::: TEXT SEGMENT :::

HOME DEPOT INC
10-Q, EX-3.1, 2000-08-24
LUMBER & OTHER BUILDING MATERIALS DEALERS
Previous: HOME DEPOT INC, 10-Q, 2000-08-24
Next: HOME DEPOT INC, 10-Q, EX-11.1, 2000-08-24

QuickLinks -- Click here to rapidly navigate through this document

Exhibit 3.1


AMENDED AND RESTATED CERTIFICATE OF INCORPORATION
OF
THE HOME DEPOT, INC.

    The Home Depot, Inc., a corporation organized and existing under the laws of the State of Delaware (the "Corporation"), hereby certifies as follows:

1.
That the name under which the Corporation was originally incorporated is M.B. Associates Incorporated. The date of filing of its original Certificate of Incorporation with the Secretary of State was June 29, 1978.

2.
That at a meeting of the Board of Directors of the Corporation, resolutions were duly adopted setting forth proposed amendments to the Certificate of Incorporation of the Corporation, declaring said amendments to be advisable and directing that such amendments be considered at the next Annual Meeting of Stockholders of the Corporation.

3.
That thereafter, pursuant to a resolution of the Board of Directors and upon notice in accordance with Section 222 of the General Corporation Law of the State of Delaware, the Annual Meeting of Stockholders was duly called and held, at which meeting the necessary number of shares as required by statute were voted in favor of the amendments.

4.
That this Restated Certificate of Incorporation, duly adopted in accordance with Section 245 of the General Corporation Law of the State of Delaware, integrates those amendments to the Certificate of Incorporation which were duly adopted in accordance with Section 242 of the General Corporation Law of the State of Delaware and is hereby amended and restated to read as follows:


    FIRST: The name of the corporation (which is herein referred to as the "Corporation") is The Home Depot, Inc.

    SECOND: The address of the Corporation's registered office in the State of Delaware is 1209 Orange Street, in the City of Wilmington, in the County of New Castle. The name of its registered agent at that address is The Corporation Trust Company.

:::

SHORT PROBLEM 1
Please repeat the listing word for word, from the line containing "Reviewer note: every instance of the wet" through the last line of the listing.

::: DATASET :::

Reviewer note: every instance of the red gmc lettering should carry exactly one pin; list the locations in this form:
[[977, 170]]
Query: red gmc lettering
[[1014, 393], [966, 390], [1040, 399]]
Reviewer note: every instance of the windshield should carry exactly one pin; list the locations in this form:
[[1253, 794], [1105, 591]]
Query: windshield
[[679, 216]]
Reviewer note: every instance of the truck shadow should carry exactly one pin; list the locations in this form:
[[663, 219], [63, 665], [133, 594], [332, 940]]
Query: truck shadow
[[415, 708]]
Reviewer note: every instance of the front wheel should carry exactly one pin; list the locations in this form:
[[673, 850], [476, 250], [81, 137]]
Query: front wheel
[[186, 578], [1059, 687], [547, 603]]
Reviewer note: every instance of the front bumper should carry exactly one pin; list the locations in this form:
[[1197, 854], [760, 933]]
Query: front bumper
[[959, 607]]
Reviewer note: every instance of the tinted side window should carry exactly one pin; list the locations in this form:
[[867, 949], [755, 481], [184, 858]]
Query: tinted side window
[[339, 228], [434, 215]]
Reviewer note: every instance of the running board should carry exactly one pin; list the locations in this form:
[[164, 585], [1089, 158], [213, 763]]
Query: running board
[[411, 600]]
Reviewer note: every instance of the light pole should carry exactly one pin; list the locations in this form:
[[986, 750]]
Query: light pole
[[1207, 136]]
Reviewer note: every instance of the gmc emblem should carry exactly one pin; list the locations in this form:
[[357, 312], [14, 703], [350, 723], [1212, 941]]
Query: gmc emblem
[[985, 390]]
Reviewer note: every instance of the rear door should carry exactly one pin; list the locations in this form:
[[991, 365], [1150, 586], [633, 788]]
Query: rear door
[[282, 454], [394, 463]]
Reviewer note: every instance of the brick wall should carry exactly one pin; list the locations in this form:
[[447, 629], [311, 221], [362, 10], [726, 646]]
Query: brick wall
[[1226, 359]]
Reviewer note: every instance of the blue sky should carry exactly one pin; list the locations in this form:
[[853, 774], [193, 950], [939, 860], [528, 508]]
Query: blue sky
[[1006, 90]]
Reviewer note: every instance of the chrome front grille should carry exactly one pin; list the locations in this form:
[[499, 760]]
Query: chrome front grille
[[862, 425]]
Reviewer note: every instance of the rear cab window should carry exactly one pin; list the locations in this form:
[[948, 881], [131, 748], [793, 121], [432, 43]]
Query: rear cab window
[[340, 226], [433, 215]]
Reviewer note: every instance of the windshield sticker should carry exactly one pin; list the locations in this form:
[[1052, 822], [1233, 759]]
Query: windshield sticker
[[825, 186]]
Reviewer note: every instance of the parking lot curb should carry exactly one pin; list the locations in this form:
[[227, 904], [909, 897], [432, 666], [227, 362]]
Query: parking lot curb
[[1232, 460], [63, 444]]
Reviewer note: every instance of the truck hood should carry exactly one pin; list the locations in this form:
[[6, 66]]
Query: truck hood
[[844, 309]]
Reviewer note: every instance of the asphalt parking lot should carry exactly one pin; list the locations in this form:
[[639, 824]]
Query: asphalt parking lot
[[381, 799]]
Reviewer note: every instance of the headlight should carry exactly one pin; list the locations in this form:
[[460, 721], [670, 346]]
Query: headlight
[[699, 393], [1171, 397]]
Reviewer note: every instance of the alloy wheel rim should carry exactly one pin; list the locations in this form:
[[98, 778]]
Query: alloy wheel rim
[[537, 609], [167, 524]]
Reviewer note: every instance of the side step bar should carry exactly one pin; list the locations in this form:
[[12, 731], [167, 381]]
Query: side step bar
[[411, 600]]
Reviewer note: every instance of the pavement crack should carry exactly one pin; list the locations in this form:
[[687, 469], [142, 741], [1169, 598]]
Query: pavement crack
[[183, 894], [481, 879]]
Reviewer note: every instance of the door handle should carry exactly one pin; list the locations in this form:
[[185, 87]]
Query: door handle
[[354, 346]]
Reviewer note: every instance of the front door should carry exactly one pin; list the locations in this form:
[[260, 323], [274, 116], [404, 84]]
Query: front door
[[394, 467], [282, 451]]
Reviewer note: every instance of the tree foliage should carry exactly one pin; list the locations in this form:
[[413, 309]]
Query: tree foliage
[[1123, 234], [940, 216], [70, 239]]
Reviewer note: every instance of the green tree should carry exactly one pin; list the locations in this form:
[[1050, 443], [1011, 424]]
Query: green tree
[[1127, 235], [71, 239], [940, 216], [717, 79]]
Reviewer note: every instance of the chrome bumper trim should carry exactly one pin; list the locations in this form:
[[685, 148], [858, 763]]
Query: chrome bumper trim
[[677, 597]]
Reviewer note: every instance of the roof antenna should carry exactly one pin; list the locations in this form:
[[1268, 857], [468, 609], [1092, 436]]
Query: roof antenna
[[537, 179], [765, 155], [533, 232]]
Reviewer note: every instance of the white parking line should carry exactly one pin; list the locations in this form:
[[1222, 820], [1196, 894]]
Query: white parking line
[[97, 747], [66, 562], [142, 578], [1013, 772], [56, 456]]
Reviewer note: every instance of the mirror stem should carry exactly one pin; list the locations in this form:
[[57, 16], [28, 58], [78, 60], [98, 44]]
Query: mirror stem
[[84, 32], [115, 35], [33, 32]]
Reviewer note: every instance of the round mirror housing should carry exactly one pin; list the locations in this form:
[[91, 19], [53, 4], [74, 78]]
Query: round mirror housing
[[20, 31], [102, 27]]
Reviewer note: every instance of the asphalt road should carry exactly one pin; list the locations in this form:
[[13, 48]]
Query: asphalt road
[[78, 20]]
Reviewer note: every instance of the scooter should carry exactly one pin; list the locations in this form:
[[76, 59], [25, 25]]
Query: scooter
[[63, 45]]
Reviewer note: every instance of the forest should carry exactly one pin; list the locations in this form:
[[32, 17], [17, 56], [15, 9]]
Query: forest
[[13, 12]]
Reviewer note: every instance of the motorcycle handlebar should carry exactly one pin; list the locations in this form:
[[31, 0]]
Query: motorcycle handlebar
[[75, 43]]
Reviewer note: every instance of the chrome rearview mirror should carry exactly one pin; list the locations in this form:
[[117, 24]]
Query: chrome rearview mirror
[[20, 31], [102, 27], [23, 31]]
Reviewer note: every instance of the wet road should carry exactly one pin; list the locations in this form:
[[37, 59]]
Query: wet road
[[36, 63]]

:::

SHORT PROBLEM 2
Extend the Home Depot certificate of incorporation beyond its final sentence.

EXPECTED ANSWER 1
Reviewer note: every instance of the wet road should carry exactly one pin; list the locations in this form:
[[37, 59]]
Query: wet road
[[36, 63]]

EXPECTED ANSWER 2
    THIRD: The purpose of the Corporation is to engage in any lawful act or activity for which a corporation may be organized under the General Corporation Law of the State of Delaware.

    Without limiting in any manner the scope and generality of the foregoing, it is hereby provided that the Corporation shall have the following purposes, objects and powers:

    To manufacture, purchase or otherwise acquire, invest in, own, pledge, sell, assign and transfer or otherwise dispose of, trade, deal in and deal with, any and all goods, wares, merchandise and personal property relating to home improvement services, materials, products, devices, manuals, audio-visual aids, tools and any and all products related thereto of every kind and description.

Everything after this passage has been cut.